EXERCISE GOAL:
Copy out the lines starting at the one that contains "[point] every instance of the rear wheel" and ending with the final line of the entries below, keeping every character unchanged.

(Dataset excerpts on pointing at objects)
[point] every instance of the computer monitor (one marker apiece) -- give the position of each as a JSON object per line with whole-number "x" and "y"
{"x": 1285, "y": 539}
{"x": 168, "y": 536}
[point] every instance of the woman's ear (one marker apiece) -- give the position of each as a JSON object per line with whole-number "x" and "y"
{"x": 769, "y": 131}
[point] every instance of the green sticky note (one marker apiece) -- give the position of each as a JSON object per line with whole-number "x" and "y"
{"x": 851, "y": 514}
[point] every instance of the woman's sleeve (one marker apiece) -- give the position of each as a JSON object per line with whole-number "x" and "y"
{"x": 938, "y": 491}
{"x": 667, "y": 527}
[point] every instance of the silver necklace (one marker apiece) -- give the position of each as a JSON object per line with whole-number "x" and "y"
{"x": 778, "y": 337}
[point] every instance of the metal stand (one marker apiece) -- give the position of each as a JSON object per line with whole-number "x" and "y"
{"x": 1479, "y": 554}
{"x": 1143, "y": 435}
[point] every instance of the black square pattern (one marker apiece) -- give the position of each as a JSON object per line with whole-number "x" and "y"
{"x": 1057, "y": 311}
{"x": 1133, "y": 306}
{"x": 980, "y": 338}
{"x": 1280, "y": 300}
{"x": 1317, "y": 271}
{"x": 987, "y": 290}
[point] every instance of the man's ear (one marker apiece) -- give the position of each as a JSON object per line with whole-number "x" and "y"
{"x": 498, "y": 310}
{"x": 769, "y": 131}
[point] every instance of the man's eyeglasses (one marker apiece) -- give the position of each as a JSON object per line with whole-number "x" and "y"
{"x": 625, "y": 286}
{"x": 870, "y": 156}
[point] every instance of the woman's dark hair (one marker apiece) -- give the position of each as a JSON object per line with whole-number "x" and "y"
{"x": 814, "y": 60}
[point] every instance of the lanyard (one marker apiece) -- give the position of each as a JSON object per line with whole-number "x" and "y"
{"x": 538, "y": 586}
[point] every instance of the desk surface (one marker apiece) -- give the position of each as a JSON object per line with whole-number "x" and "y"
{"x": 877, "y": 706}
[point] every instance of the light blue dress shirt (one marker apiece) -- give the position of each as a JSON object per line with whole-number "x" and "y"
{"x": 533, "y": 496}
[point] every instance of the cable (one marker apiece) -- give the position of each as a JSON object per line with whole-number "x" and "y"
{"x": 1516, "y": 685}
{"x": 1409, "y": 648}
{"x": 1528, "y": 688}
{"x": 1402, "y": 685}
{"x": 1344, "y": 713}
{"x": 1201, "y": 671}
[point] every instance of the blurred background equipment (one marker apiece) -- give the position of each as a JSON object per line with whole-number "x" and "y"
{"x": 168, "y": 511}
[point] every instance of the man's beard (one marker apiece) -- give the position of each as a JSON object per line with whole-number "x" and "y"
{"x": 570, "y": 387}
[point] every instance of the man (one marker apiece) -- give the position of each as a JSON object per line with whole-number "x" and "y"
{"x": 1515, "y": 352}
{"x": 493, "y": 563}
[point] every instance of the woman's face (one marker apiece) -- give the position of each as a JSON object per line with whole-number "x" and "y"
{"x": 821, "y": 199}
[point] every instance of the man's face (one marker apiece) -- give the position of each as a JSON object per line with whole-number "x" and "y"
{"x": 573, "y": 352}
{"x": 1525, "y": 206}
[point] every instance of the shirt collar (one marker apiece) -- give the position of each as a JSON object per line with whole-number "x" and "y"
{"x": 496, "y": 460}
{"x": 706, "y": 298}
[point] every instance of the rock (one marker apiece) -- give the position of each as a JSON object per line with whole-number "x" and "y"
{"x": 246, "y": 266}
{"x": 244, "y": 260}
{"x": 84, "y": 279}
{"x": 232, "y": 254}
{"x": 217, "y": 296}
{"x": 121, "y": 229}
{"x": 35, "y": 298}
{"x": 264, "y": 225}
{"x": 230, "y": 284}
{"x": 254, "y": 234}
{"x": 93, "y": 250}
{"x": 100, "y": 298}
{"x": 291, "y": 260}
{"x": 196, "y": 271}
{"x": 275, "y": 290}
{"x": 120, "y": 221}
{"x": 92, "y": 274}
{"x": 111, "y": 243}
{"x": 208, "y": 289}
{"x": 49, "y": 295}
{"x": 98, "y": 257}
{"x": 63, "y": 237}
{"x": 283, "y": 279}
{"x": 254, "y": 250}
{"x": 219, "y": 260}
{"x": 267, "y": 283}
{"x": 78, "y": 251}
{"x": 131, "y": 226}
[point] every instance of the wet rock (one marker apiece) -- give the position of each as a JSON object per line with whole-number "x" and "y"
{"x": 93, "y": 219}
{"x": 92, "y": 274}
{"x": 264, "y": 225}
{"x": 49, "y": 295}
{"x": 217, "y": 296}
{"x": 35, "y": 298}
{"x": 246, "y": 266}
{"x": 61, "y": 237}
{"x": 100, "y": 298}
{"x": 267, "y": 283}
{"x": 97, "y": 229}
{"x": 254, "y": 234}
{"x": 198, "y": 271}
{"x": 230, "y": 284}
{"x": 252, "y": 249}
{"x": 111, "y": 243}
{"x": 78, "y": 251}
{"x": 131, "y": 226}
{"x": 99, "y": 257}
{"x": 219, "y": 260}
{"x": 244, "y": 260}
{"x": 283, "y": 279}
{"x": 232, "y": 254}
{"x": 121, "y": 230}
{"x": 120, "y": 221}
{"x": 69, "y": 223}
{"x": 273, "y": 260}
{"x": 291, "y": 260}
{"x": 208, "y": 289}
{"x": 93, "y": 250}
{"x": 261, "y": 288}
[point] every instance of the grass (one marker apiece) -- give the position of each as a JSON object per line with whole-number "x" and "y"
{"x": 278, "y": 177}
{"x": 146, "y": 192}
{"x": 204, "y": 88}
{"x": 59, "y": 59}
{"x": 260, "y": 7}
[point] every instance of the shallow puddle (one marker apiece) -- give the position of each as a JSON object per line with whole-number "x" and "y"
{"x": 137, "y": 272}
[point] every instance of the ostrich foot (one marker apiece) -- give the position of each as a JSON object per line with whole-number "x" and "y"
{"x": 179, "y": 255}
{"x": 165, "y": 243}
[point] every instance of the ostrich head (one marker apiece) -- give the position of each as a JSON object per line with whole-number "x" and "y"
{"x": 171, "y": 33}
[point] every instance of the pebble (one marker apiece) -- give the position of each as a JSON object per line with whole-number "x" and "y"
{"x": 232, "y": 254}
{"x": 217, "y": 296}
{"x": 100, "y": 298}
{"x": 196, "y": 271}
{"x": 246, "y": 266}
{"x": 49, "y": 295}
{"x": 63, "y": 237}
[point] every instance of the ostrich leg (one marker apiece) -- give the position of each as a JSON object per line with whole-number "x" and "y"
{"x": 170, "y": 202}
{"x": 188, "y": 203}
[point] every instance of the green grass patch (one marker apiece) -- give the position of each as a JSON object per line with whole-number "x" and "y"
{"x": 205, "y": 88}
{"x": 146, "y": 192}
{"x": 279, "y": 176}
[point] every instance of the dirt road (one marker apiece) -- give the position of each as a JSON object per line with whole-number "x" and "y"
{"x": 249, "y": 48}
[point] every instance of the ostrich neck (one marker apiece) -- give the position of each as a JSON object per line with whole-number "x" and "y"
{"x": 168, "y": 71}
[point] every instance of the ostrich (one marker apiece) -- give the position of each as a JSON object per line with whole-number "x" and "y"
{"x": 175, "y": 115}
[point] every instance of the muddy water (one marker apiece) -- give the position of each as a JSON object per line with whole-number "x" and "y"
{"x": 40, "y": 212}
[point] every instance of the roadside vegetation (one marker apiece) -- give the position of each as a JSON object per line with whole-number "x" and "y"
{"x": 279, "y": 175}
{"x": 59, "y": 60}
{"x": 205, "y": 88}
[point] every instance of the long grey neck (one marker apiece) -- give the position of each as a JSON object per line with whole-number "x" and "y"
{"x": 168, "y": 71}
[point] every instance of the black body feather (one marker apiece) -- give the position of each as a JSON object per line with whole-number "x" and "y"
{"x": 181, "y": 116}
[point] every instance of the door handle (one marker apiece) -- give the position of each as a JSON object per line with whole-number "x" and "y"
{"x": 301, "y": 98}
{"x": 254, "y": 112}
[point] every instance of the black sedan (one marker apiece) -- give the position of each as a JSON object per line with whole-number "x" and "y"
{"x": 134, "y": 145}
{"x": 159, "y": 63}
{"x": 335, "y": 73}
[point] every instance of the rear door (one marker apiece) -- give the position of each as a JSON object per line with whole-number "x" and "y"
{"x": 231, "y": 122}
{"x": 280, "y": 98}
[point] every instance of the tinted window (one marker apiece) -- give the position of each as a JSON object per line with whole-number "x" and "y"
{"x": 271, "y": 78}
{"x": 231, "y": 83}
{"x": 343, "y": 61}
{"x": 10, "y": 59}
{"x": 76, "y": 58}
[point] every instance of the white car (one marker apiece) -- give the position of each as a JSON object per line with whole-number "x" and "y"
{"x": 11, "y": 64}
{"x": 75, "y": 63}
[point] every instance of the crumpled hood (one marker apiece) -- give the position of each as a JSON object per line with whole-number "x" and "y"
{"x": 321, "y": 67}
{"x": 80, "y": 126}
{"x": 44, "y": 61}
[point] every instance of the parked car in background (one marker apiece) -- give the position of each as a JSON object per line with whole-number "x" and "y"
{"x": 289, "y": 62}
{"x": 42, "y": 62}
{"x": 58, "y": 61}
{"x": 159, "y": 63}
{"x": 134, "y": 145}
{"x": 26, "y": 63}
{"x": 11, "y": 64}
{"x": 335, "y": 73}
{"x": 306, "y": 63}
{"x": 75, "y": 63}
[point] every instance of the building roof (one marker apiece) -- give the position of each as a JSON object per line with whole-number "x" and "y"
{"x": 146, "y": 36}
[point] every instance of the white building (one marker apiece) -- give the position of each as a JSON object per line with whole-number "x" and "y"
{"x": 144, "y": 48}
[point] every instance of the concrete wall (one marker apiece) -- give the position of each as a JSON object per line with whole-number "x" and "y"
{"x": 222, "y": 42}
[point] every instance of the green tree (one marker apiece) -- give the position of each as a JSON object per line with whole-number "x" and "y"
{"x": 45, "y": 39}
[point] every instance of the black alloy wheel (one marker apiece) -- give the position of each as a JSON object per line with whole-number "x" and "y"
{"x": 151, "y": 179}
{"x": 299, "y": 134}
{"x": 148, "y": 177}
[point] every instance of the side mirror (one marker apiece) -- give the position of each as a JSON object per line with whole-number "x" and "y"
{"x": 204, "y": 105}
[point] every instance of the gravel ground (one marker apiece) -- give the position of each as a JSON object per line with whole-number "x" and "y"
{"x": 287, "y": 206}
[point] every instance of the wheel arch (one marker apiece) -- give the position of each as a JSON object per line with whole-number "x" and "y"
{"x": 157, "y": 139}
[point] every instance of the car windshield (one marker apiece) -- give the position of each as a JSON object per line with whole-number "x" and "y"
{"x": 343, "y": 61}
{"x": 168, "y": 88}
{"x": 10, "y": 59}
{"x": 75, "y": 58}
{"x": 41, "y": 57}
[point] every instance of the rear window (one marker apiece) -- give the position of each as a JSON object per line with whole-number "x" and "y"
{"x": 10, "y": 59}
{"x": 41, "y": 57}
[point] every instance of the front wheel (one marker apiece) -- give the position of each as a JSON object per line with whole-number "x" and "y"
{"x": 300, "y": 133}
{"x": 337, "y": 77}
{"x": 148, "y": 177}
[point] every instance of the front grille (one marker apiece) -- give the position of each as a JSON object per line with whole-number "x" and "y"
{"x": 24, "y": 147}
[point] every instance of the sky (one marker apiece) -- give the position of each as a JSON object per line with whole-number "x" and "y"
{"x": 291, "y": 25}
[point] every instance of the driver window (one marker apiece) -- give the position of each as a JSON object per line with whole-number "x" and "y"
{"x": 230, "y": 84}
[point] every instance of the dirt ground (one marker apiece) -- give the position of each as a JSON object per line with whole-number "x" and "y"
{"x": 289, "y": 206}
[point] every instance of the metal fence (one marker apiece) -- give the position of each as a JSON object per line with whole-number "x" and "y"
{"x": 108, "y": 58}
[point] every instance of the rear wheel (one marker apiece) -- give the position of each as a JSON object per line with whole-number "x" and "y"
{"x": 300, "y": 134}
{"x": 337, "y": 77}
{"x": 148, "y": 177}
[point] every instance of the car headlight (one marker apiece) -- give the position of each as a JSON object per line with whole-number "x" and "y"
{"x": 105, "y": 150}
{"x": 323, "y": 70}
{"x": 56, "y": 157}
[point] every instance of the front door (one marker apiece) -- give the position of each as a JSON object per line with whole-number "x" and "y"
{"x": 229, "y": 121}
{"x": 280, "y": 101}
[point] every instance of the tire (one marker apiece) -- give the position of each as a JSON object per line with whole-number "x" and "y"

TASK RESULT:
[point] every instance of the rear wheel (one marker apiece) -- give the position of each as a JSON object per line with whole-number "x" and "y"
{"x": 300, "y": 134}
{"x": 337, "y": 77}
{"x": 148, "y": 177}
[point] every instance of the car headlight (one marker apiece) -- give the position of each as a JSON object per line with whole-number "x" and "y"
{"x": 105, "y": 150}
{"x": 323, "y": 70}
{"x": 56, "y": 157}
[point] every instance of the front door (one marker apiece) -- give the position of each as a JSON object per line with whole-number "x" and "y"
{"x": 229, "y": 121}
{"x": 280, "y": 101}
[point] every instance of the tire (one marker apiece) -- give the position of each as a JSON object per line with whole-number "x" and "y"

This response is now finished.